===== Rows =====
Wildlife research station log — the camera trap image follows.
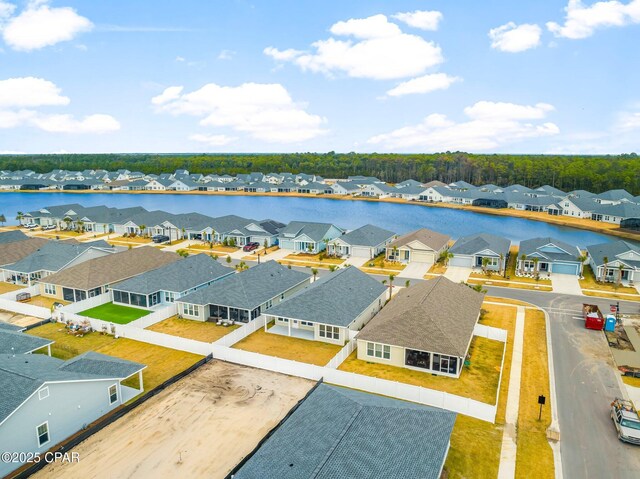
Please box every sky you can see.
[0,0,640,154]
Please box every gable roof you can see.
[449,233,511,257]
[340,225,395,246]
[177,261,310,310]
[356,276,484,357]
[42,246,180,290]
[265,267,386,327]
[387,228,450,251]
[111,254,234,294]
[233,383,456,479]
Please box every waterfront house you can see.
[449,233,511,272]
[111,254,235,309]
[264,267,387,346]
[176,261,311,323]
[385,228,450,263]
[587,240,640,284]
[0,352,145,476]
[327,225,396,259]
[230,383,456,479]
[356,276,484,377]
[516,236,582,276]
[40,246,180,302]
[278,221,344,254]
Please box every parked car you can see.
[151,235,169,243]
[611,398,640,445]
[242,241,260,251]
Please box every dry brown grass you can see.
[147,316,240,343]
[233,329,340,366]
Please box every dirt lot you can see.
[33,361,313,478]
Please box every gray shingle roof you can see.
[266,267,386,327]
[111,254,234,294]
[449,233,511,257]
[357,276,484,357]
[340,225,395,246]
[0,327,53,354]
[178,261,310,310]
[234,384,456,479]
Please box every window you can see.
[109,384,118,404]
[36,422,49,446]
[367,343,391,359]
[38,386,49,401]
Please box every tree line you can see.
[0,152,640,195]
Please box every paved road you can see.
[488,288,640,479]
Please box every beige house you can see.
[356,276,484,377]
[386,228,450,263]
[40,246,180,302]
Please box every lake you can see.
[0,193,617,248]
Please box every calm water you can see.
[0,193,632,247]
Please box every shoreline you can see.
[0,190,640,241]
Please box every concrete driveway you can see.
[398,261,433,279]
[551,273,582,296]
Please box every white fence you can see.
[473,323,507,343]
[213,314,267,347]
[129,303,178,329]
[325,339,358,369]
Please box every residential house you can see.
[176,261,311,323]
[111,254,235,309]
[0,352,145,476]
[385,228,450,263]
[230,383,456,479]
[356,276,484,377]
[516,236,582,276]
[278,221,344,254]
[40,246,180,302]
[449,233,511,272]
[587,240,640,284]
[327,225,396,259]
[264,267,387,346]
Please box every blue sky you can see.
[0,0,640,154]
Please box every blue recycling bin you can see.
[604,314,616,331]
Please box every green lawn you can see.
[78,303,151,324]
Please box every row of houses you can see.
[5,169,640,229]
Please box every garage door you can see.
[551,263,578,275]
[449,256,473,268]
[411,251,435,263]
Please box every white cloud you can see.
[264,15,444,80]
[151,83,326,143]
[31,114,120,133]
[2,0,93,51]
[189,133,238,146]
[387,73,462,96]
[392,10,442,31]
[489,22,542,53]
[0,77,70,108]
[547,0,640,40]
[369,101,560,151]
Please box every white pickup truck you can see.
[611,398,640,445]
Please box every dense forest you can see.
[0,152,640,195]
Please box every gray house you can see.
[176,261,311,323]
[516,237,582,276]
[0,352,145,476]
[327,225,395,259]
[111,254,235,309]
[265,267,387,345]
[449,233,511,271]
[587,240,640,284]
[231,383,456,479]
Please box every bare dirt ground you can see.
[33,361,313,479]
[0,310,42,326]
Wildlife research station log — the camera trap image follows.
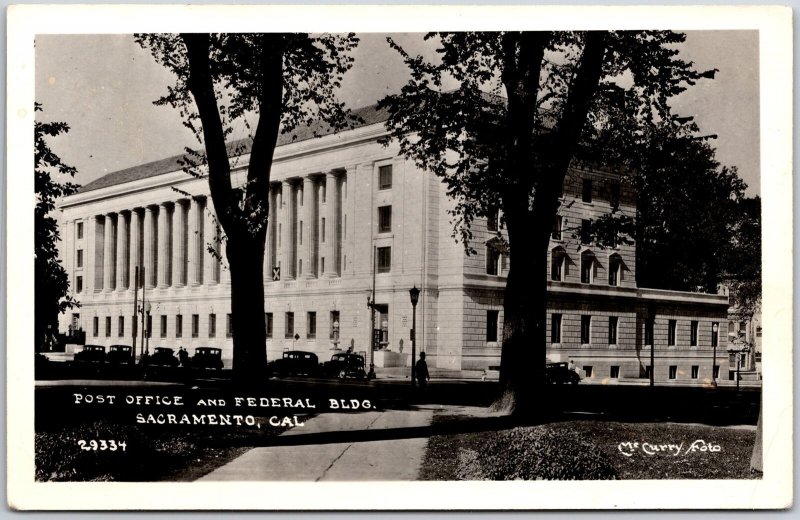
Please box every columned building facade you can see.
[60,103,728,384]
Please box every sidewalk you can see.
[199,408,433,481]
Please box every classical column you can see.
[172,200,186,287]
[89,215,103,291]
[142,206,158,289]
[117,213,128,291]
[186,197,204,287]
[203,197,220,285]
[103,213,116,291]
[128,209,142,289]
[302,175,317,278]
[320,171,339,278]
[281,180,295,280]
[157,202,170,289]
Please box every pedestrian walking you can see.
[416,352,431,390]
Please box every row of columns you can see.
[94,170,347,291]
[264,170,347,280]
[93,198,220,291]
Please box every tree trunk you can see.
[225,233,267,385]
[498,193,552,415]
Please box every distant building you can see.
[54,103,728,384]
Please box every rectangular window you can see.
[550,251,566,282]
[486,209,498,232]
[283,312,294,339]
[264,312,274,338]
[608,182,619,211]
[331,311,341,339]
[486,247,501,276]
[711,321,719,347]
[608,316,619,345]
[644,318,656,345]
[581,314,592,345]
[378,247,392,273]
[192,314,200,338]
[306,312,317,338]
[378,206,392,233]
[550,215,564,240]
[175,314,183,338]
[667,320,678,347]
[378,164,392,190]
[581,219,592,244]
[550,314,561,343]
[486,311,500,342]
[581,255,594,283]
[581,179,592,202]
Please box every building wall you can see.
=====
> **Work instructions**:
Identify each line of the data above that contains the string "dirt", and copy those lines. Treat uppercase and lowercase letters as different.

> **Correct answer**:
Please box every dirt lot you can see.
Please box every bare dirt ground you can see.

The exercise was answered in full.